■ Records excerpted from a collection
———

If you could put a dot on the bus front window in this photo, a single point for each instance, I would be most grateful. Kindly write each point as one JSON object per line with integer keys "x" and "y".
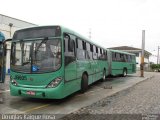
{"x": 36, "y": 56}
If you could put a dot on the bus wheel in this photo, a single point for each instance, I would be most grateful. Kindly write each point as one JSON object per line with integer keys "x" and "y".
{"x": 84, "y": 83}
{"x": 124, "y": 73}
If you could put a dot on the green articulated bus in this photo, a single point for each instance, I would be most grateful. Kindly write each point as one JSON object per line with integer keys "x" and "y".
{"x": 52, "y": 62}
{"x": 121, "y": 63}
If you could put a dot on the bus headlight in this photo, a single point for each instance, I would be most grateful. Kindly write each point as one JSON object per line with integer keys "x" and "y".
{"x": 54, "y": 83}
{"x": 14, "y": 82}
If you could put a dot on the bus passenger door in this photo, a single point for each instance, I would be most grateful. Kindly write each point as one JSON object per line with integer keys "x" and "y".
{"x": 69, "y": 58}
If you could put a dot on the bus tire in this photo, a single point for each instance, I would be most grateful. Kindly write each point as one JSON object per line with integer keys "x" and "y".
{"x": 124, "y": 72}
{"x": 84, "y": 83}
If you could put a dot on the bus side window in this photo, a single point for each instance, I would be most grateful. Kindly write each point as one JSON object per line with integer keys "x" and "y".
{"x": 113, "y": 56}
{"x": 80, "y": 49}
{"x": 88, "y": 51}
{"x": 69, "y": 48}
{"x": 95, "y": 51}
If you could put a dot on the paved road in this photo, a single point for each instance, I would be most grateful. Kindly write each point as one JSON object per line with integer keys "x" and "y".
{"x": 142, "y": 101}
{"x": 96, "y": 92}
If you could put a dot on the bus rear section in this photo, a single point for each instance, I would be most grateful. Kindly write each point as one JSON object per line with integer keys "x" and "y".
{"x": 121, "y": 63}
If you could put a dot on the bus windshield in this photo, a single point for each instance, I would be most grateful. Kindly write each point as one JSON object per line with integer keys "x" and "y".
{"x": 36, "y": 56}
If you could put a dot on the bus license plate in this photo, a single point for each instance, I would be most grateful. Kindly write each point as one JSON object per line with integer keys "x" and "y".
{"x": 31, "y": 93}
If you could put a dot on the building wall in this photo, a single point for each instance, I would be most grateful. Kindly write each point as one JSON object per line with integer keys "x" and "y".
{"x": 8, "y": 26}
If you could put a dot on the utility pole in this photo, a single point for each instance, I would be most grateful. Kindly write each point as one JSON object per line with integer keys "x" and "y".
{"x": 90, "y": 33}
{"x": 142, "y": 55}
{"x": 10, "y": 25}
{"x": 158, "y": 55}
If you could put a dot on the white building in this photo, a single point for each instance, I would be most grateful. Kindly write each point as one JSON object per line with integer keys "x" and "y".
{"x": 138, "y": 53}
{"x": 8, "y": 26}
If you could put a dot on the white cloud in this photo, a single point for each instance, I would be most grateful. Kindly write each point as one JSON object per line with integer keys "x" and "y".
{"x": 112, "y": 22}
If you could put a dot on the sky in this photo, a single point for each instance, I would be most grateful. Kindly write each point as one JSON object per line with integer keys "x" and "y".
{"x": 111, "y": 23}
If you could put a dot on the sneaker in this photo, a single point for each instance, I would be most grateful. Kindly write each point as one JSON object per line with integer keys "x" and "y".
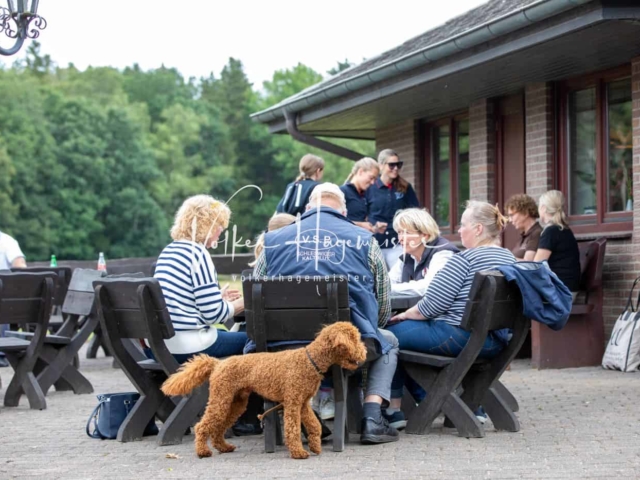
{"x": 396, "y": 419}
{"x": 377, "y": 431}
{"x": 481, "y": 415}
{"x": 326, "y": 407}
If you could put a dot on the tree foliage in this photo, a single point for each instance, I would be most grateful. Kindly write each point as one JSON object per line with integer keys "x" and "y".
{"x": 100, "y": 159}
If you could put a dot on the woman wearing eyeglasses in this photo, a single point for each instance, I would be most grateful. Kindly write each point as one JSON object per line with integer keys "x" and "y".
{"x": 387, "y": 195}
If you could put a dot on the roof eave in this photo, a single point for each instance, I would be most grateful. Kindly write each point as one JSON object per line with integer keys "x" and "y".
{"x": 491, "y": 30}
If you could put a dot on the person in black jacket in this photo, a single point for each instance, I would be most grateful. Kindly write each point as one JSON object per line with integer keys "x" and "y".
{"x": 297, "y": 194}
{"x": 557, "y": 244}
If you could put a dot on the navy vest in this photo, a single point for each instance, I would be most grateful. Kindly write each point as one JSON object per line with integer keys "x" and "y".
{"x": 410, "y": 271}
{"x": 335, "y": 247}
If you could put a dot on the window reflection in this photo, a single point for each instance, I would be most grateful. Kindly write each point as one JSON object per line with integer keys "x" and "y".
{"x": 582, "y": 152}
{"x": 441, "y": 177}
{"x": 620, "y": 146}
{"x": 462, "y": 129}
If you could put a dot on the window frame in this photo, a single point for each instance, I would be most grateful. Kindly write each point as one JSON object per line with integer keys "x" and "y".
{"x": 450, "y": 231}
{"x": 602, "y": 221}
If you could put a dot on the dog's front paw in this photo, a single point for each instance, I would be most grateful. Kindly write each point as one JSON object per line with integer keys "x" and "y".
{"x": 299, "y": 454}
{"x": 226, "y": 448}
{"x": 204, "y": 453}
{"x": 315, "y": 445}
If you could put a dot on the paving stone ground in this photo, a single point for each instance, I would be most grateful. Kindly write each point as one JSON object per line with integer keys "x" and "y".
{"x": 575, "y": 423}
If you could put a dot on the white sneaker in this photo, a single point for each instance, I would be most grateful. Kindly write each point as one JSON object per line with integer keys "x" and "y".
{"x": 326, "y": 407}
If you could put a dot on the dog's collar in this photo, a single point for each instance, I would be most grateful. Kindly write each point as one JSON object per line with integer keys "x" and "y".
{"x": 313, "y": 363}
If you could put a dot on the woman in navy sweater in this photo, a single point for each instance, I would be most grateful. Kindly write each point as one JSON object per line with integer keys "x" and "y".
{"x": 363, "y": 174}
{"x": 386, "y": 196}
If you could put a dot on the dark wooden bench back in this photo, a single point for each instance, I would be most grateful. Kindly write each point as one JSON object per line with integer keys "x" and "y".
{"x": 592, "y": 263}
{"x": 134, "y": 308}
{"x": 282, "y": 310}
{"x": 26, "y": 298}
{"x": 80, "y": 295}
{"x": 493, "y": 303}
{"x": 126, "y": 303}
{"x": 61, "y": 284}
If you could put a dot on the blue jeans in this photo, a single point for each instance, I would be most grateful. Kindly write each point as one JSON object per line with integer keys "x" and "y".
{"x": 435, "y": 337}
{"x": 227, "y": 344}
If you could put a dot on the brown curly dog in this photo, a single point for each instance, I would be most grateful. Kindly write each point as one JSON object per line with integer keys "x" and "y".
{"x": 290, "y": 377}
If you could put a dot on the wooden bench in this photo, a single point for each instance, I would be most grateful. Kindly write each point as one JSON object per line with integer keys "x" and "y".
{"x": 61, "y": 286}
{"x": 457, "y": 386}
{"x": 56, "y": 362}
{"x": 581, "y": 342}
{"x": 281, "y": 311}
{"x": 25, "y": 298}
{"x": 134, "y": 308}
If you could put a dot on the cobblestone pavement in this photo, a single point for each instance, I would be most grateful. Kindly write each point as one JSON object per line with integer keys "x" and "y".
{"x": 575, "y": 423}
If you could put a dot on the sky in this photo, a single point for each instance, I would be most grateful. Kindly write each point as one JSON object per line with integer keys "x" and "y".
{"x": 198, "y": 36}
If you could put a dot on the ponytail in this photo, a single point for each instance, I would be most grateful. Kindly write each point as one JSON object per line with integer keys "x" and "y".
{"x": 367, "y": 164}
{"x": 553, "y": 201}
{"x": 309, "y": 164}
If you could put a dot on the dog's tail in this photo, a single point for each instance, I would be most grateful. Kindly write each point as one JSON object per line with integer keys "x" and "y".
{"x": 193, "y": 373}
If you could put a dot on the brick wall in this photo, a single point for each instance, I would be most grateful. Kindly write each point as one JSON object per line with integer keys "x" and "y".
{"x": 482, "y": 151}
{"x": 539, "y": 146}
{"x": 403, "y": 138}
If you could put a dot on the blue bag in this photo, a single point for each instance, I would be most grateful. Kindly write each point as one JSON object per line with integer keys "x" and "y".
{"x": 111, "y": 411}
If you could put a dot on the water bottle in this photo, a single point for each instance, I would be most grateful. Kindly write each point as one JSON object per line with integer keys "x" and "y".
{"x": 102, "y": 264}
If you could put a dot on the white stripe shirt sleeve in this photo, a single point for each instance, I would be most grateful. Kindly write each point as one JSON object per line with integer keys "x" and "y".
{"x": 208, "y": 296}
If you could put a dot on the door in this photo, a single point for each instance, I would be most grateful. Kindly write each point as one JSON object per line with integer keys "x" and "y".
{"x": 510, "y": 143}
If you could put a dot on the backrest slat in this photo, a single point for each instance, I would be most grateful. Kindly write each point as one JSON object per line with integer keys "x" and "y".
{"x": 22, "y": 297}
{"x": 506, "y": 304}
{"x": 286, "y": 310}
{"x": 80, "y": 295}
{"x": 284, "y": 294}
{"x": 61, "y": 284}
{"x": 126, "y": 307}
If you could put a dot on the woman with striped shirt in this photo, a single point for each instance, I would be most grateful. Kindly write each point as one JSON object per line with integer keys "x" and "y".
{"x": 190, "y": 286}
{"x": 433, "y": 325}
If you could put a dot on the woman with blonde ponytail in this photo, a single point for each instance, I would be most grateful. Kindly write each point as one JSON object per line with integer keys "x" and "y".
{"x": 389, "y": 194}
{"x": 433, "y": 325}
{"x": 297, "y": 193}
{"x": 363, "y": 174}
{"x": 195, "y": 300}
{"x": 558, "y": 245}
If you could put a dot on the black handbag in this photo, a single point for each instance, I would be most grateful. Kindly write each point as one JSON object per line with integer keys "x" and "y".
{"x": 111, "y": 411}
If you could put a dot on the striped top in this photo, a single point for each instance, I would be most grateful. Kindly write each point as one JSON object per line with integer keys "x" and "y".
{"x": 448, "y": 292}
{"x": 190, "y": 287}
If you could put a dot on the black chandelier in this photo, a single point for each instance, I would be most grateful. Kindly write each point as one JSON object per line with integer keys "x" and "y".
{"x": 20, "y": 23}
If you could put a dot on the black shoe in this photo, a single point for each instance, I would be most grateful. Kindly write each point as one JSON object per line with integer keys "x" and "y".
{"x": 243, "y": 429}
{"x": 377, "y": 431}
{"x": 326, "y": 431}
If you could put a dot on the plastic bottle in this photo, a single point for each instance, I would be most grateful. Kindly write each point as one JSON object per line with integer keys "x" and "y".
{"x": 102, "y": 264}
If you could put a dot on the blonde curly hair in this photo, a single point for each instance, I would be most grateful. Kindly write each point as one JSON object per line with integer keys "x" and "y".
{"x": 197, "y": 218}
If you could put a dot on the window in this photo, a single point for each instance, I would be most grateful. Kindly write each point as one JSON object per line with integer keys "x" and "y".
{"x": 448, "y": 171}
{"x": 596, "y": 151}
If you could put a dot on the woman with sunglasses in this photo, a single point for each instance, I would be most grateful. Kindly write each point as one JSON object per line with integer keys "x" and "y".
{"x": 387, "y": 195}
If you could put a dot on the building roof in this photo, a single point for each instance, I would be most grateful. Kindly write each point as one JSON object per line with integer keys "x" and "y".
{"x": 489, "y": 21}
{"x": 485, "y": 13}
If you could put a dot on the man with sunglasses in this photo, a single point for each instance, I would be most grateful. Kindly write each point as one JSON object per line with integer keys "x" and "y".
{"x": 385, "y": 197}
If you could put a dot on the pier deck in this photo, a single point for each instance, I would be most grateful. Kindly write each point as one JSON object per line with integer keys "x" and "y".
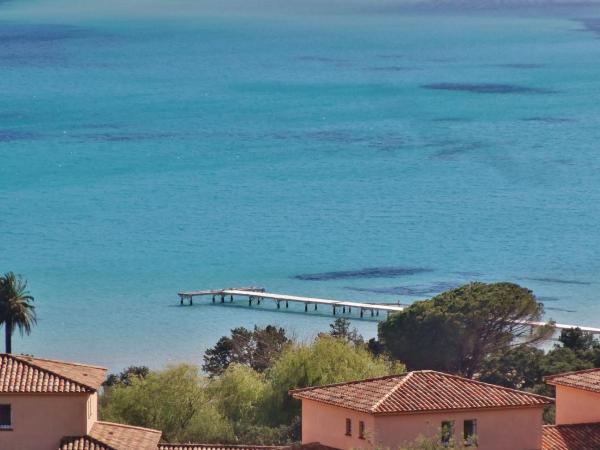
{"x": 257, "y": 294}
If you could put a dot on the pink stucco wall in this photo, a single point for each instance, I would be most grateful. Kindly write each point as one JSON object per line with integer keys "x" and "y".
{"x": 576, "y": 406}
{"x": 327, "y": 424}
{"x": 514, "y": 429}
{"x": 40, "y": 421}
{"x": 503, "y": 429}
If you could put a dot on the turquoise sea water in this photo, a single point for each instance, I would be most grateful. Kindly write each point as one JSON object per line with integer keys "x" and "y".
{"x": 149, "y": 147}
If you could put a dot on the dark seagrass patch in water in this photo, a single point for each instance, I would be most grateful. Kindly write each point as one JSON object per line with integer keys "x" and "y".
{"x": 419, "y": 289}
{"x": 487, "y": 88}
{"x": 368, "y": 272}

———

■ SET PROBLEM
Output exactly the lines between the one containing "If you could put a dot on the pink" and the final line above, both inclusive.

■ RESULT FOR THIS TASK
If you could put a dot on the pink stucco wall in this photo, a single point for each instance, I would be most grateful. Kindly write each point as one JSON object per line with integer keys "x" and "y".
{"x": 576, "y": 406}
{"x": 327, "y": 424}
{"x": 514, "y": 429}
{"x": 40, "y": 421}
{"x": 503, "y": 429}
If you could put a dot on the turquoise sea water in this photo, a single point for each instance, I would be most grateful. Kindly write each point as one JSON object per line with integer keys "x" and "y".
{"x": 149, "y": 147}
If you could put a dot on the dark seagrass patch in water in this photo, a single point for each instance, I would be most grateful. Kindly write each point as one JSON object per line with integer keys "x" and "y".
{"x": 419, "y": 289}
{"x": 487, "y": 88}
{"x": 368, "y": 272}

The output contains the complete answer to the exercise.